Sponsor: IBM Quantum
Context
A key problem in the race for large-scale error-corrected quantum computers, the implementation of quantum error correction code plays a huge role. Recent advances in LDPC
code design have significantly lowered the hardware quality requirements for actual implementation of quantum memories [1, 2].
However, implementation details can still be improved in order to further reduce those requirements. In particular, many operations appearing in the code’s implementation require finding low cost Clifford circuits implementing logical operations of syndrome measurements. In some cases, the processor’s architecture is tailored to induce low cost implementations of those. In other cases, it is still an “open” problem to optimize those circuits.
Recent works show new techniques to efficiently insert spacetime Pauli checks (or “flags”) to detect the presence of errors propagating inside a Clifford circuit [3]. Thanks to the versatility of state-of-the-art decoders, this extra detection information can transparently be used by decoders to improve logical error rate of the resulting quantum memory.

### GIVEN PROBLEM
Reproduce the quantum error correction passage word for word, everything from "Sponsor: IBM Quantum" down to "optimize those circuits.".

### STORED ROWS
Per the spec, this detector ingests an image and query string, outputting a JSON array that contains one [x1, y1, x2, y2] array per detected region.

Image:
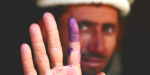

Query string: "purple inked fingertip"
[[68, 17, 80, 42], [68, 46, 73, 56]]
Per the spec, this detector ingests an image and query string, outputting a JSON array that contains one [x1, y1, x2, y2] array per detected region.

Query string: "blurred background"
[[0, 0, 150, 75]]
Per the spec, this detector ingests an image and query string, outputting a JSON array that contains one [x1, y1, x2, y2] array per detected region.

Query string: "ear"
[[38, 18, 47, 44]]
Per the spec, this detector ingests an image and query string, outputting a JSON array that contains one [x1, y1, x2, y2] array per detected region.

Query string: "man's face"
[[59, 5, 118, 74]]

### SOLUTION FOR THIS EXERCISE
Sponsor: IBM Quantum
Context
A key problem in the race for large-scale error-corrected quantum computers, the implementation of quantum error correction code plays a huge role. Recent advances in LDPC
code design have significantly lowered the hardware quality requirements for actual implementation of quantum memories [1, 2].
However, implementation details can still be improved in order to further reduce those requirements. In particular, many operations appearing in the code’s implementation require finding low cost Clifford circuits implementing logical operations of syndrome measurements. In some cases, the processor’s architecture is tailored to induce low cost implementations of those. In other cases, it is still an “open” problem to optimize those circuits.